SELECTION:
+++

My idea with the parasitic current was because you wrote you toggle the pin. However, I didn't see that it was a 10ms period, which is only 100Hz and not in the MHz range of a constant toggle.

About your demo code, well, I have an idea.

The 5x family has 32bit flash. There is a 32bit cache on flash reads. if your loop code is DWORD aligned, it has one flash read less per loop then when it is not.

Loop1:
C072
C074/C076
C078/C07A (prefetch)
3*32 bit access per loop

Loop 2
C07C/C07E
C080/C082
C084/C086 (with prefetch)
3*32 bit access per loop.

Well, good idea, but proven wrong. :(
It would only make sense if the cache were 16 bytes large and not 4 bytes (as the second loop goe across a 16 byte border)

The only thing I see is that the second loop has a conditional and an unconditional jump, the first only one conditional jump. (the unconditional is before the loop)
So the second loop is slower (as you can see in the diagram) but also uses one additional operation, the unconditional jump. It is possible that this instruction requires significantly more current than than the compare and increment instructions. Which sounds logical because anything that deals with the PC requires additional logic. It breaks the prefetch mechanism etc.
I didn't expect ti to be that much, but the fact that different instructions require different current is as old as computers are. On the old C64, you could 'hear' what code was executing by listening to the current-ripple-induced sdistortions in the audio output. In fact, it was clearly audible if a basic program was in a 'press any key' loop, in a calculation loop or in straight code.
I'm pretty sure you can figure out a specific 'charge' required for the execution of a certain instruction. And in theory, by measuring the current consumption you might be able to do a rough analysis of the executed program. In theory :)

However, I didn't expect the effect to be that large.
This leaves space for some nice experiments (on assembly-level)

Yeah, I had the same exact thought about figuring out MCU executions based on current consumption patterns or signatures, but its a wild idea that can potentially have a huge error margin.

I still can't believe the huge difference in current draw...

I wish someone from TI can comment on this or even try it in lab ? (It still doesn't make much sense to me)

Thanks so much Jens-Michael ... You always have the heart and mind to help others. I appreciate that.

rfengr

I still can't believe the huge difference in current draw...

Neither do I. But since you don't do anything else in the loop...

+++

PROVIDED MATERIAL:
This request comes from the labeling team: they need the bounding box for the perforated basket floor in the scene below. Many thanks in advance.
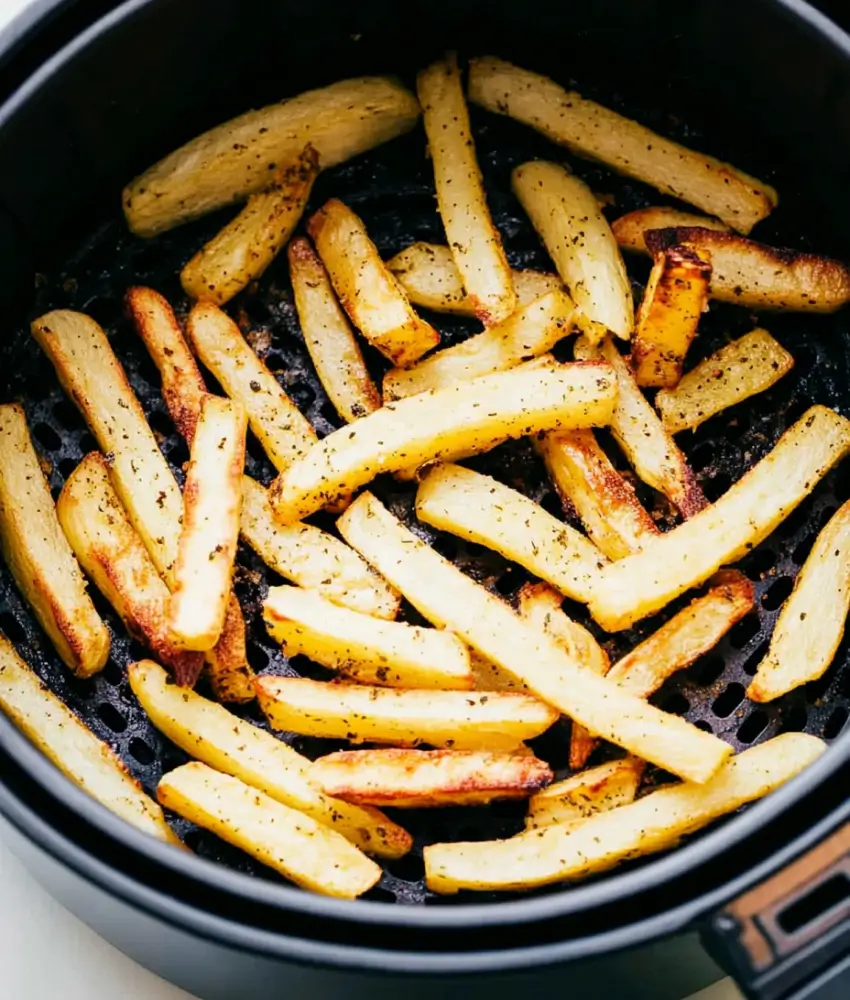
[0,62,850,903]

+++

DIRECTIONS FOR THIS TASK:
Reproduce everything from "About your demo" down to "C078/C07A (prefetch)" in the forum thread on microcontroller current draw, word for word.

SOLUTION TO THIS PROBLEM:
About your demo code, well, I have an idea.

The 5x family has 32bit flash. There is a 32bit cache on flash reads. if your loop code is DWORD aligned, it has one flash read less per loop then when it is not.

Loop1:
C072
C074/C076
C078/C07A (prefetch)